==== The data

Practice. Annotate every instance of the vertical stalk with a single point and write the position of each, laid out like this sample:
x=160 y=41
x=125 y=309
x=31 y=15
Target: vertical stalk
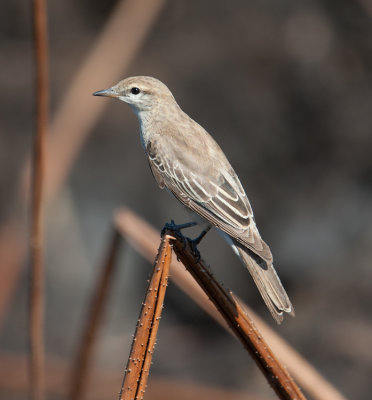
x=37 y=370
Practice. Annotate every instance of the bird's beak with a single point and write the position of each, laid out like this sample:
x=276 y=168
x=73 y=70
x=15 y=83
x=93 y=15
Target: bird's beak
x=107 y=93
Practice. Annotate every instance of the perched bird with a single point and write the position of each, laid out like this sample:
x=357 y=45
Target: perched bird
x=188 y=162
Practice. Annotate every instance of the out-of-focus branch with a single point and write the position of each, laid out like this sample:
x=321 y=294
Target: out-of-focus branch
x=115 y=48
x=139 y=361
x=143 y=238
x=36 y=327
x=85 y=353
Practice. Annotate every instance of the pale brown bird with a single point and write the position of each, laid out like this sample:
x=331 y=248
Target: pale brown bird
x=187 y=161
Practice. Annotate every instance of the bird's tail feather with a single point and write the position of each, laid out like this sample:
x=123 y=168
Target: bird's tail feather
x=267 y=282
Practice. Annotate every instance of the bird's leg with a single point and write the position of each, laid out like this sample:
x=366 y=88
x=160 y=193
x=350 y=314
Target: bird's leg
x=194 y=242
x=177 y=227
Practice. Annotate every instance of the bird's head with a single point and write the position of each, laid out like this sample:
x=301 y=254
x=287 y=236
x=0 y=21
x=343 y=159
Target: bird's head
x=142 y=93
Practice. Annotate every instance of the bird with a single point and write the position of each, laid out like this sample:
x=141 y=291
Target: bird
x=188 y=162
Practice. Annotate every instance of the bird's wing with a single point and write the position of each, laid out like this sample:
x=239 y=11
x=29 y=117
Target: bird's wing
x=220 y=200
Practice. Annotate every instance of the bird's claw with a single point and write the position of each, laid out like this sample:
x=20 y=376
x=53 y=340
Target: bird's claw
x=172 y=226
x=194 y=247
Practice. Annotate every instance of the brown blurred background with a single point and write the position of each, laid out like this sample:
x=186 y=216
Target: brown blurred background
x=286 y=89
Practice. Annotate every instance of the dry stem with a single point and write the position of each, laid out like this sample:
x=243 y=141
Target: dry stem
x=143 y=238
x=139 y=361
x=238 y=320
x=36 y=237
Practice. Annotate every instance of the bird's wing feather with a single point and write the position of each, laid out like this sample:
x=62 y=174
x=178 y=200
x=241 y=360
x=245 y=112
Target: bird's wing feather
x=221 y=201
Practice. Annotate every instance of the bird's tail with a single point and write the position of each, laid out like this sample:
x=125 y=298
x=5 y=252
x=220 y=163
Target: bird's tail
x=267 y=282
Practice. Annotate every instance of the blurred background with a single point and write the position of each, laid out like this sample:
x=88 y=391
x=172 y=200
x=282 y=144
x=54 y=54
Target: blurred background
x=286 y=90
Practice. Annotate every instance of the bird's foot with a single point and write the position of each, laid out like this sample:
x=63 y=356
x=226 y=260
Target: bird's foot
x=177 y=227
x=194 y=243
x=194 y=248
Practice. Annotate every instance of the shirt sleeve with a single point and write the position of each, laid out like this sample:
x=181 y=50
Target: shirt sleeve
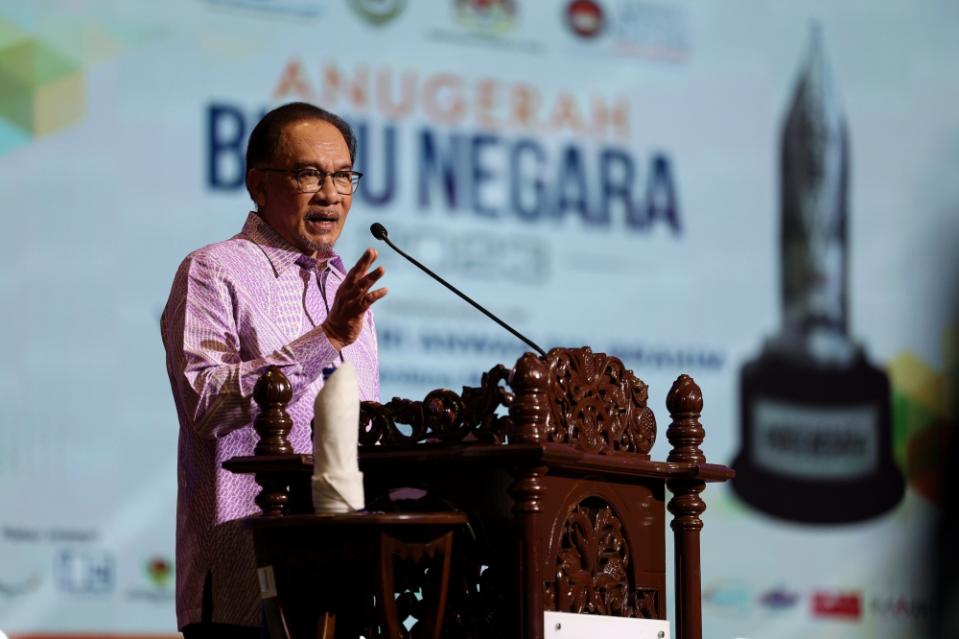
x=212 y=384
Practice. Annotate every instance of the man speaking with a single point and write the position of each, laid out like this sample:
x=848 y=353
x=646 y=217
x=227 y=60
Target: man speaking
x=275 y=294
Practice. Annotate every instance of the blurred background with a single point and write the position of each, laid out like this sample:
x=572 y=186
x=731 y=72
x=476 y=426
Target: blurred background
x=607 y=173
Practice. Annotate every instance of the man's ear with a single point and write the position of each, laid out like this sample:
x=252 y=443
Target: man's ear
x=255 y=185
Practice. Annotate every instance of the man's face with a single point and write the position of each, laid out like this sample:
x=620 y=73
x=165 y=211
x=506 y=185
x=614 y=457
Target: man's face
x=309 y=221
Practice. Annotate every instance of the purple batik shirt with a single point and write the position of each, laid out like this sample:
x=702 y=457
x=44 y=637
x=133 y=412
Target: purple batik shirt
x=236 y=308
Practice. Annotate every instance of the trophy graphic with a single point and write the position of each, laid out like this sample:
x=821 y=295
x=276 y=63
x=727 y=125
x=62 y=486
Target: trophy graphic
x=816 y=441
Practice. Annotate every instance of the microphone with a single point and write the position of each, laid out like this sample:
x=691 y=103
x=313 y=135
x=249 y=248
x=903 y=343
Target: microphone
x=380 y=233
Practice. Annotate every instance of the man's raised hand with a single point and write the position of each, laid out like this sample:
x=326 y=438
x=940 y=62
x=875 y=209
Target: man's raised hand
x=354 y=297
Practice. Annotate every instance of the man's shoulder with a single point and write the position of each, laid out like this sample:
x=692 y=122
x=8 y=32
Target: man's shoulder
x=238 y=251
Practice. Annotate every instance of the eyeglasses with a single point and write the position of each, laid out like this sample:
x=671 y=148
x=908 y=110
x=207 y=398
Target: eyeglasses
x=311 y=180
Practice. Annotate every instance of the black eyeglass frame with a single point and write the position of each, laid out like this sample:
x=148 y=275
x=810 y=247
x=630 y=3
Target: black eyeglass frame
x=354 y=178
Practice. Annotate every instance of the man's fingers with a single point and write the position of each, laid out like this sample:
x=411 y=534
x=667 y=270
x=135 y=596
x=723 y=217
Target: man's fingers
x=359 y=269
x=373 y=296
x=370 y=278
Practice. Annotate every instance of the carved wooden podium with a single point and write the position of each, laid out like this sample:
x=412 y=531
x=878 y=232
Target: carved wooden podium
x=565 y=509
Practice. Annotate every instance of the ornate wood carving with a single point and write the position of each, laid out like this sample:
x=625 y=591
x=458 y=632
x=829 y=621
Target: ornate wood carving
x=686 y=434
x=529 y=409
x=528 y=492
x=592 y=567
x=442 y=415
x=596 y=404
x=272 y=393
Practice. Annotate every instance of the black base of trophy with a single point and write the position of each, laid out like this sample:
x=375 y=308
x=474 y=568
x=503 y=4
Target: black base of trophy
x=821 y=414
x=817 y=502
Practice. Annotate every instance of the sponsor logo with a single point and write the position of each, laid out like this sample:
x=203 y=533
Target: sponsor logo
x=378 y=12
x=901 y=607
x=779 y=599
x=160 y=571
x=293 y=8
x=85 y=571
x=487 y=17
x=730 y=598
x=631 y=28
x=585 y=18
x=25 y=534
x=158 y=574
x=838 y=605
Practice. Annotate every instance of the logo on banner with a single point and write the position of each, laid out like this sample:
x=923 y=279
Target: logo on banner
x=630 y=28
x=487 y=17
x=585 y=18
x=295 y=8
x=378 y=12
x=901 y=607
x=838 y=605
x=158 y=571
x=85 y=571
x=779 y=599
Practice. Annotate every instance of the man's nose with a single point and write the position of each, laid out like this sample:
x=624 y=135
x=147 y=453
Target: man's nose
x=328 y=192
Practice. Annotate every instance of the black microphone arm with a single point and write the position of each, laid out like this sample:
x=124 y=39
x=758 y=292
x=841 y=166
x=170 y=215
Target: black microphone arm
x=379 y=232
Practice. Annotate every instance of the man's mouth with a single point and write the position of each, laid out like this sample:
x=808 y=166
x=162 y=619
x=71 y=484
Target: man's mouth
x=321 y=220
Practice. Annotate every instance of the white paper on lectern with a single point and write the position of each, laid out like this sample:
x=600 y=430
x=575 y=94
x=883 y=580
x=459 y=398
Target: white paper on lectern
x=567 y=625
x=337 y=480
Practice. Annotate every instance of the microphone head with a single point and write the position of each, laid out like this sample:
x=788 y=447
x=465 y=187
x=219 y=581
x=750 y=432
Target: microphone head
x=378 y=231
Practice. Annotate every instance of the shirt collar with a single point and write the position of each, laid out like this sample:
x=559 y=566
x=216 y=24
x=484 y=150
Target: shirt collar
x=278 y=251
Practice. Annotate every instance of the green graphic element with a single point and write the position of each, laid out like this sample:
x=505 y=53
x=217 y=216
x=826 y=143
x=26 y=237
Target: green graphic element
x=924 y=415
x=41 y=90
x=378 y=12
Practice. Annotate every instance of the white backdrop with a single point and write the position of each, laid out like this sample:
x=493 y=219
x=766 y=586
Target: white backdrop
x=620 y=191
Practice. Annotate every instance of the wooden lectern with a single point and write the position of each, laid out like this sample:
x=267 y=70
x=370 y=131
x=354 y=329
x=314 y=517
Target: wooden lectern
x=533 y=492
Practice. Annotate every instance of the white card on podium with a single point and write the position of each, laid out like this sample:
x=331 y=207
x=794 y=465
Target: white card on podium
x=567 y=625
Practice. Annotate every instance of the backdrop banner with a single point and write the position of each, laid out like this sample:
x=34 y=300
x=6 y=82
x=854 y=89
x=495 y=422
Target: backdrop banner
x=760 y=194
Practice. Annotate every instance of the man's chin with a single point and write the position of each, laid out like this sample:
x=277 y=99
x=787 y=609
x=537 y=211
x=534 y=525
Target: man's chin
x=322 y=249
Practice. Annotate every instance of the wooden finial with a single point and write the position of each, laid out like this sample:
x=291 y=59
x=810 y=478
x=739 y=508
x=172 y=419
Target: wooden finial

========

→ **Problem requirements**
Find each line of the data above that holds the word "finial", then copy it.

→ **Output below**
Practice. Annotate every instance of the wooden finial with a single point and write the position of each, laid out like this sample:
Target: wooden finial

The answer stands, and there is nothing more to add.